## What to do
Each line below should be quoted exactly, please.
++++
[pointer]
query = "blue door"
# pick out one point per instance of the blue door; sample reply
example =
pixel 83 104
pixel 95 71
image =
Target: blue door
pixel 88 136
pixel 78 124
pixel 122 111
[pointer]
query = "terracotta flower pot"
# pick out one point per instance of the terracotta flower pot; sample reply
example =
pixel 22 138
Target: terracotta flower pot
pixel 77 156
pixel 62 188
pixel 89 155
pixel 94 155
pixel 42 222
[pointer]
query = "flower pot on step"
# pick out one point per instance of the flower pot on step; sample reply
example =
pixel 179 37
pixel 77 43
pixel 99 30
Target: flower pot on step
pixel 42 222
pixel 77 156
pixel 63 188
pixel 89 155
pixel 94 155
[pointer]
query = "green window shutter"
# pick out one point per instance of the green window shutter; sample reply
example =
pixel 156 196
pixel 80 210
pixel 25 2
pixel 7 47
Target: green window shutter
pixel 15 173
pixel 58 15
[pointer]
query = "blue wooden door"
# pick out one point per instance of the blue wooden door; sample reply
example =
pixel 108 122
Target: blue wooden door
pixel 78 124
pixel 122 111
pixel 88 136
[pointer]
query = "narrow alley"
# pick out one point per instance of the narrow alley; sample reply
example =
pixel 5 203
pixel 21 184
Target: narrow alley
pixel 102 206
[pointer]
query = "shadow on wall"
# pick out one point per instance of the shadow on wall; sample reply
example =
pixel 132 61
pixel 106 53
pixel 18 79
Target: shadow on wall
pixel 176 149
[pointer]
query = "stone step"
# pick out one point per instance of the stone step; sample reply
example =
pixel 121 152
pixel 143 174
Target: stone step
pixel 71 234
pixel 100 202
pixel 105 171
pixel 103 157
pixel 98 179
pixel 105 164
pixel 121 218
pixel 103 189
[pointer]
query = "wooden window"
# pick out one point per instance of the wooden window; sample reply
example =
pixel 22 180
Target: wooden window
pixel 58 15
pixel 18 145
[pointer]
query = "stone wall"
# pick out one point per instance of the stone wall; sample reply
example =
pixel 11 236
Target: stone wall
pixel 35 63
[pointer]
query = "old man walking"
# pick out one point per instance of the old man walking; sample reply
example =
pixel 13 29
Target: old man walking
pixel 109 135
++++
## Solution for this task
[pointer]
query = "blue door"
# pick out one point per instance of the blue door; sample reply
example =
pixel 83 104
pixel 95 71
image =
Target: blue door
pixel 88 136
pixel 78 124
pixel 122 111
[pointer]
query = "terracotta flower pot"
# pick out one point per instance of the terracotta flower pot; sample reply
example =
pixel 22 138
Target: terracotta flower pot
pixel 77 156
pixel 62 188
pixel 89 155
pixel 94 155
pixel 42 222
[pointer]
query = "flower pot on step"
# pick out one point per instance of the flower pot on step; sample reply
example =
pixel 179 37
pixel 77 43
pixel 99 30
Target: flower pot on step
pixel 42 222
pixel 77 156
pixel 63 188
pixel 89 155
pixel 94 155
[pointer]
query = "green window shutter"
# pick out one point per instance of the green window shutter; sample reply
example =
pixel 156 196
pixel 80 210
pixel 25 2
pixel 7 47
Target: green window shutter
pixel 15 173
pixel 58 15
[pointer]
query = "blue wooden door"
# pick out one point per instance of the blue wooden door; sample reply
example =
pixel 108 122
Target: blue wooden door
pixel 78 124
pixel 122 111
pixel 88 136
[pointer]
query = "narrow alley"
# pick out one point per instance of the narrow alley; sample reply
example =
pixel 5 203
pixel 21 184
Target: narrow alley
pixel 102 206
[pointer]
query = "shadow on wall"
# pick out one point per instance of the shadow on wall; sample reply
example =
pixel 132 61
pixel 106 53
pixel 18 79
Target: shadow on wall
pixel 176 149
[pointer]
query = "stone step"
# pick out one point per instance of the stone step; sample reply
example =
pixel 121 152
pixel 143 174
Target: stone step
pixel 71 234
pixel 100 202
pixel 105 171
pixel 103 157
pixel 98 179
pixel 105 164
pixel 121 218
pixel 103 189
[pointer]
query = "wooden window"
# pick out one point per instance of the wooden window; sample reply
example =
pixel 22 180
Target: wooden window
pixel 58 15
pixel 18 145
[pointer]
query = "stone wall"
# pick out one point per instance of the stone wall; sample reply
example =
pixel 11 236
Target: stone wall
pixel 35 63
[pointer]
query = "old man walking"
# pick out one point per instance of the old man walking; sample reply
example =
pixel 13 29
Target: old man walking
pixel 109 135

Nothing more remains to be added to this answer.